Op te lossen: Herhaal ongewijzigd alles vanaf het begin van de items tot en met de regel die "<point>555,726</point>" bevat.

Opgeslagen rijen:
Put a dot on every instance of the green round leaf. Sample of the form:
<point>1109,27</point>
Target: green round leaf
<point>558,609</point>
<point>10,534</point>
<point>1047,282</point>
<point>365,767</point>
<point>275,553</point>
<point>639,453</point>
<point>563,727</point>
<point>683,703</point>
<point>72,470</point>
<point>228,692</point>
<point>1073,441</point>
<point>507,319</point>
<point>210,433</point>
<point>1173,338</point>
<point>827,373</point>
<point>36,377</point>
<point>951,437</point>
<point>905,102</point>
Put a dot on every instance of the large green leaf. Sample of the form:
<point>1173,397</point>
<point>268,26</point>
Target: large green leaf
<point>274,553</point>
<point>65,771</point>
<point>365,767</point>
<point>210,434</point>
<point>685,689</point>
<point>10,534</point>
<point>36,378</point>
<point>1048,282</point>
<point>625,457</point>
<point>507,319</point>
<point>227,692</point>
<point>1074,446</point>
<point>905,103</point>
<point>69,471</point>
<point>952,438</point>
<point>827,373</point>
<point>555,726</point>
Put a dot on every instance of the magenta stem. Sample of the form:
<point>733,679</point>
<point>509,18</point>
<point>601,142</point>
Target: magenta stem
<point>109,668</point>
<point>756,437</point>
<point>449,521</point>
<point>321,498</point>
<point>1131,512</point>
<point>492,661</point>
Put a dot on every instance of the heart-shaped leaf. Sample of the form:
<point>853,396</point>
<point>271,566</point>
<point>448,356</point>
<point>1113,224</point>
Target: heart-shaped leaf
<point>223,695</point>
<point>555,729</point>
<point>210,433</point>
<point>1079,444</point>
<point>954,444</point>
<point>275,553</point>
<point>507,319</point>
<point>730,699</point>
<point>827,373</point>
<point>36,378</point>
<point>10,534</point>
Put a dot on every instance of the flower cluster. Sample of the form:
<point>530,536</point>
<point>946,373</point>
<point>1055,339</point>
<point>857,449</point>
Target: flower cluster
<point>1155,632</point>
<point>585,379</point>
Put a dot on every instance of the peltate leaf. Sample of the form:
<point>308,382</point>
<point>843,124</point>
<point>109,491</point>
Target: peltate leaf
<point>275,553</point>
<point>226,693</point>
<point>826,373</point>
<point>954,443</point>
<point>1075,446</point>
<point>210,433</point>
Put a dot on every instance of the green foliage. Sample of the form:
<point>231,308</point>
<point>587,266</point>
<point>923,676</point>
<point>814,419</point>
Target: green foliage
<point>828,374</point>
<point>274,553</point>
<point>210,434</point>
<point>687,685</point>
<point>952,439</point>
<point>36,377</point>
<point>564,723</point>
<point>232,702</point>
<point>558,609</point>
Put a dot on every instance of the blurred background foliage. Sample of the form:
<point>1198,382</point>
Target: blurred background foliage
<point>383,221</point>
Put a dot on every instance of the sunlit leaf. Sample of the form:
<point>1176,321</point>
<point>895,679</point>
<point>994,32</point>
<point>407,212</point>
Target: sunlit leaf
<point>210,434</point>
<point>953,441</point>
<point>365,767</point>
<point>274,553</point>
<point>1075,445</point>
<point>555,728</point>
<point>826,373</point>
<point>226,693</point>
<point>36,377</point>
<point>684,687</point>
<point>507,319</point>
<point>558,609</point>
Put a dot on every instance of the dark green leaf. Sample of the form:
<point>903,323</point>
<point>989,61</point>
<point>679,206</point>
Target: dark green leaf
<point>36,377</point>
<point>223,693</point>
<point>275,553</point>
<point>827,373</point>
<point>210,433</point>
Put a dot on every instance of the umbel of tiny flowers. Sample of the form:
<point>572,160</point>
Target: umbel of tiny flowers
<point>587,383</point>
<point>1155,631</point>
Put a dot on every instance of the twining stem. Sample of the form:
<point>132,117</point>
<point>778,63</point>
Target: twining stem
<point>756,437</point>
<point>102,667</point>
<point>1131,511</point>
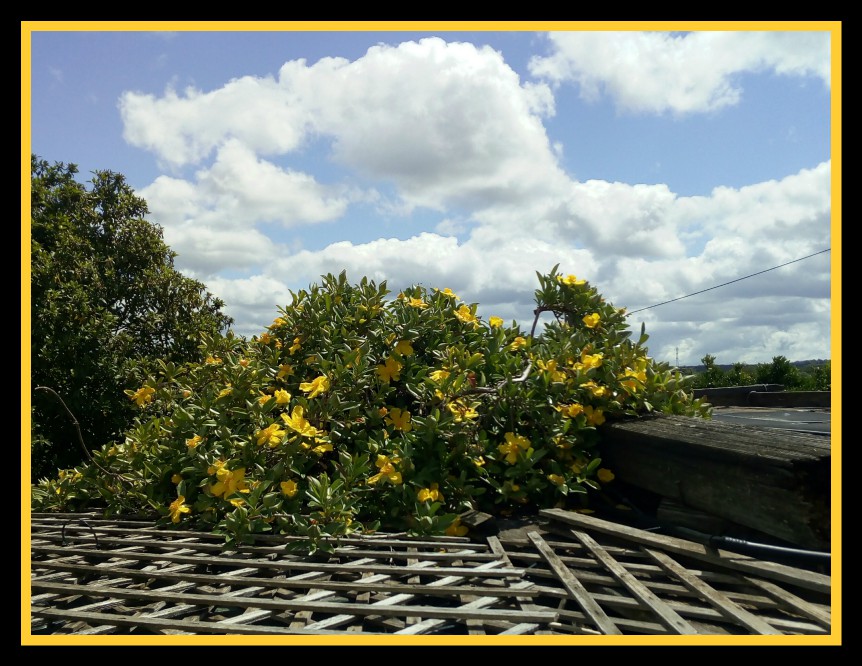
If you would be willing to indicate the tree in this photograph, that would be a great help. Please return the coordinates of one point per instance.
(106, 303)
(780, 371)
(354, 412)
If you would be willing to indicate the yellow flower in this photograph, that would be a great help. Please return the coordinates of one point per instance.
(229, 482)
(456, 528)
(439, 375)
(465, 314)
(589, 361)
(143, 395)
(570, 280)
(514, 444)
(271, 435)
(630, 384)
(462, 411)
(594, 416)
(399, 419)
(517, 343)
(322, 448)
(316, 386)
(178, 508)
(387, 471)
(591, 321)
(605, 475)
(299, 423)
(447, 292)
(391, 371)
(596, 389)
(557, 376)
(431, 493)
(570, 411)
(404, 348)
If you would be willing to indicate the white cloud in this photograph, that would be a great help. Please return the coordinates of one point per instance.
(186, 128)
(655, 72)
(450, 127)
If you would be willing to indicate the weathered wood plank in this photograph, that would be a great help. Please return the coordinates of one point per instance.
(806, 609)
(576, 589)
(671, 619)
(770, 570)
(279, 565)
(721, 602)
(383, 608)
(775, 482)
(192, 627)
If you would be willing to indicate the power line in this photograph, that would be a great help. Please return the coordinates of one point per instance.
(731, 282)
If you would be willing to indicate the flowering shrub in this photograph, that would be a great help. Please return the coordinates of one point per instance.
(354, 412)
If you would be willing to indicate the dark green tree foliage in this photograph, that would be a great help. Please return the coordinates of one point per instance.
(105, 304)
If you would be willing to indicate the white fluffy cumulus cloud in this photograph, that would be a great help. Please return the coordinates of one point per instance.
(657, 72)
(449, 130)
(459, 128)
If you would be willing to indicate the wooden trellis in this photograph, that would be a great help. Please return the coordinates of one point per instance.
(563, 573)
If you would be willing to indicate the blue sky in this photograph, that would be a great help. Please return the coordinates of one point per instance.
(654, 164)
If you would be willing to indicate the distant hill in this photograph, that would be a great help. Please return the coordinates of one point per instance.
(725, 367)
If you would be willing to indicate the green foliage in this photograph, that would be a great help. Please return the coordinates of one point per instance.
(812, 377)
(780, 371)
(106, 303)
(353, 412)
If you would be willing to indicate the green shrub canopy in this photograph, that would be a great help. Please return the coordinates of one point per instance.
(356, 412)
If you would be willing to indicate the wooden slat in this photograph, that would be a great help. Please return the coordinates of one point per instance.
(717, 557)
(804, 608)
(191, 627)
(671, 619)
(279, 565)
(575, 588)
(721, 602)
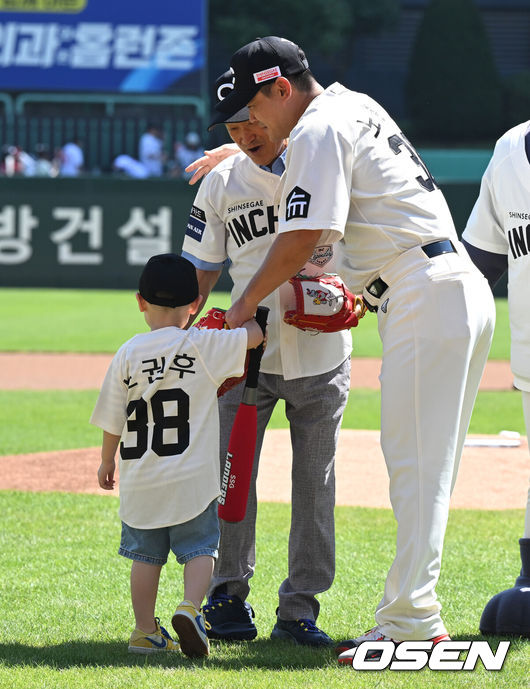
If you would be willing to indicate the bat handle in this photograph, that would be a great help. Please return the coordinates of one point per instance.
(262, 313)
(256, 353)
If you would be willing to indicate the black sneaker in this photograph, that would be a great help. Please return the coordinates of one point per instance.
(302, 631)
(230, 618)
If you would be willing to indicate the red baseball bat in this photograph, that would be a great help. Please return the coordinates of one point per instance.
(235, 481)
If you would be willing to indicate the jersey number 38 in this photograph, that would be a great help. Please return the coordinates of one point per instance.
(177, 423)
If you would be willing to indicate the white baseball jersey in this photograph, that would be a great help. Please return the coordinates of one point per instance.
(160, 396)
(352, 173)
(500, 223)
(235, 216)
(331, 182)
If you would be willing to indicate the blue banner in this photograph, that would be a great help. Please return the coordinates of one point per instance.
(118, 46)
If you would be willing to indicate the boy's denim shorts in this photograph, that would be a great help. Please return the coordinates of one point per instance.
(199, 536)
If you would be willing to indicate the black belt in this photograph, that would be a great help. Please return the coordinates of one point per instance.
(379, 286)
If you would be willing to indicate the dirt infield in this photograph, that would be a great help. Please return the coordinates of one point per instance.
(489, 478)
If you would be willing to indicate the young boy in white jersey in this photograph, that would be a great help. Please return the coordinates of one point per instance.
(158, 403)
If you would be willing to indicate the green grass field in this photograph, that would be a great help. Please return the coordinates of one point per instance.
(65, 612)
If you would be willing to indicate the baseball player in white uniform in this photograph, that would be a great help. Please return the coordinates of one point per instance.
(234, 217)
(351, 176)
(497, 237)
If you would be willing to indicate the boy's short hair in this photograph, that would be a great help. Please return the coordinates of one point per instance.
(169, 280)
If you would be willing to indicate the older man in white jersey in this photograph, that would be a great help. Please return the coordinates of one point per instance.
(234, 217)
(352, 177)
(497, 237)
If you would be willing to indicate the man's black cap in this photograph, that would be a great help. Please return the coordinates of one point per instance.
(223, 87)
(169, 280)
(256, 64)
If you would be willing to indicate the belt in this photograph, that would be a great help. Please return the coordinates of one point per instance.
(379, 286)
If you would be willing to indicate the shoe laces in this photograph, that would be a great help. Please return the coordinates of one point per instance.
(217, 601)
(308, 625)
(220, 598)
(163, 630)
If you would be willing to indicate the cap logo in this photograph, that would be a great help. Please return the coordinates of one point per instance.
(266, 74)
(222, 90)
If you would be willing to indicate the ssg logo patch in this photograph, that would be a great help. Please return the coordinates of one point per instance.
(196, 223)
(297, 205)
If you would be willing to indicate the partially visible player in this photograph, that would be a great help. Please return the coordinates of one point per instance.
(497, 237)
(234, 217)
(352, 176)
(158, 404)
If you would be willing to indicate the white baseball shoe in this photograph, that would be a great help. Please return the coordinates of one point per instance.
(189, 624)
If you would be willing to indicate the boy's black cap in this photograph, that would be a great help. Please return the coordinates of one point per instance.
(254, 65)
(224, 86)
(169, 280)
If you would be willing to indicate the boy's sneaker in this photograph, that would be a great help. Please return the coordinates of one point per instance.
(190, 626)
(302, 631)
(158, 641)
(229, 618)
(346, 649)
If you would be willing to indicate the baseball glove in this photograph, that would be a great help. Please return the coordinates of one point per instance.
(214, 319)
(323, 304)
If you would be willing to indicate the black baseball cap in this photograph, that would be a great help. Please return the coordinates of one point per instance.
(224, 85)
(256, 64)
(169, 280)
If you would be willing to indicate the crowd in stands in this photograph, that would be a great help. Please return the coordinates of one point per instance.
(69, 160)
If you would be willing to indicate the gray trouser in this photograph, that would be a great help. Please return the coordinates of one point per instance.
(314, 408)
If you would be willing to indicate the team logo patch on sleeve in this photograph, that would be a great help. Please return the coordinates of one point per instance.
(196, 223)
(322, 255)
(297, 205)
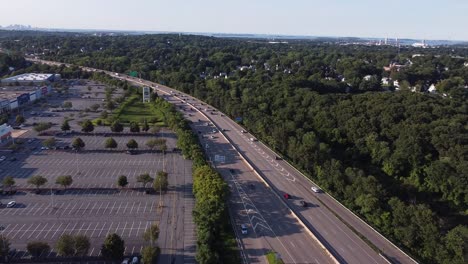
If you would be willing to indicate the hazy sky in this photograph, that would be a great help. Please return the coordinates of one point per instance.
(421, 19)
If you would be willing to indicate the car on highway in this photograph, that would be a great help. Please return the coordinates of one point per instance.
(244, 229)
(315, 189)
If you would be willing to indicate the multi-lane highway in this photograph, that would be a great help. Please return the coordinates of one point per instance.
(258, 182)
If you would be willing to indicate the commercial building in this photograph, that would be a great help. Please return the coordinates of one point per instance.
(14, 97)
(31, 78)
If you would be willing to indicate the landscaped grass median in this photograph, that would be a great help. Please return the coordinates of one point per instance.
(134, 110)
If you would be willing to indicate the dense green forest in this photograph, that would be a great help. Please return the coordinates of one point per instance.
(397, 158)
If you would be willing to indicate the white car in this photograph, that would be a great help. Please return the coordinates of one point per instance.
(315, 189)
(244, 229)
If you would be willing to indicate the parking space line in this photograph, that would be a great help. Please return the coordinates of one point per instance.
(87, 229)
(106, 208)
(117, 229)
(71, 210)
(131, 229)
(85, 210)
(41, 230)
(30, 233)
(100, 205)
(102, 229)
(109, 229)
(131, 208)
(56, 229)
(59, 229)
(71, 230)
(93, 207)
(14, 228)
(50, 229)
(94, 230)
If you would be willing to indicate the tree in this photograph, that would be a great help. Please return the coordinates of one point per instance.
(155, 129)
(134, 127)
(161, 182)
(152, 233)
(37, 181)
(8, 182)
(122, 181)
(110, 105)
(104, 115)
(144, 179)
(65, 245)
(65, 126)
(151, 143)
(38, 248)
(87, 126)
(78, 143)
(50, 142)
(145, 126)
(149, 254)
(64, 180)
(116, 126)
(82, 245)
(95, 107)
(67, 105)
(110, 143)
(132, 144)
(4, 247)
(20, 119)
(113, 247)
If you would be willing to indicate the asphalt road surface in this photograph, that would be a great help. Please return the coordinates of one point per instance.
(345, 245)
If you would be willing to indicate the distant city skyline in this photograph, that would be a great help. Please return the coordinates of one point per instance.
(416, 19)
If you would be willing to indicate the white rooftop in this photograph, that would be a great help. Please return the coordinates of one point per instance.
(30, 77)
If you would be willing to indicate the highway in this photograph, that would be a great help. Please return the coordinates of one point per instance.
(345, 245)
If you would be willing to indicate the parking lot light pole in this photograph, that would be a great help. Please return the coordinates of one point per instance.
(51, 198)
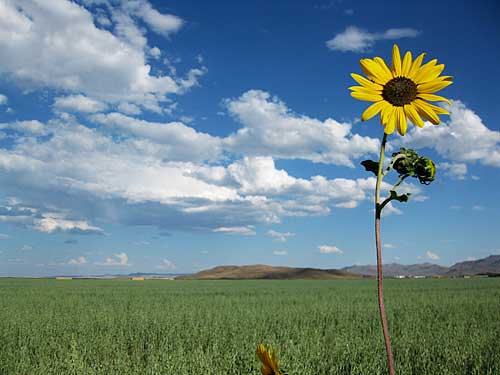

Voltooide opgave:
Put a dot on every instance of the green round leaf. Sample of the form:
<point>1109,27</point>
Target: green round leaf
<point>558,609</point>
<point>10,534</point>
<point>1047,282</point>
<point>365,767</point>
<point>275,553</point>
<point>639,453</point>
<point>563,727</point>
<point>683,703</point>
<point>72,470</point>
<point>228,692</point>
<point>1073,441</point>
<point>507,319</point>
<point>210,433</point>
<point>1173,338</point>
<point>827,373</point>
<point>36,377</point>
<point>951,437</point>
<point>905,102</point>
Put a dot on every instance of the large green leaf. Sample of the form:
<point>1173,397</point>
<point>268,26</point>
Target: large green leaf
<point>274,553</point>
<point>65,771</point>
<point>365,767</point>
<point>210,434</point>
<point>685,689</point>
<point>10,534</point>
<point>36,378</point>
<point>1048,282</point>
<point>625,457</point>
<point>507,319</point>
<point>227,692</point>
<point>1074,446</point>
<point>905,103</point>
<point>69,471</point>
<point>952,438</point>
<point>827,373</point>
<point>555,726</point>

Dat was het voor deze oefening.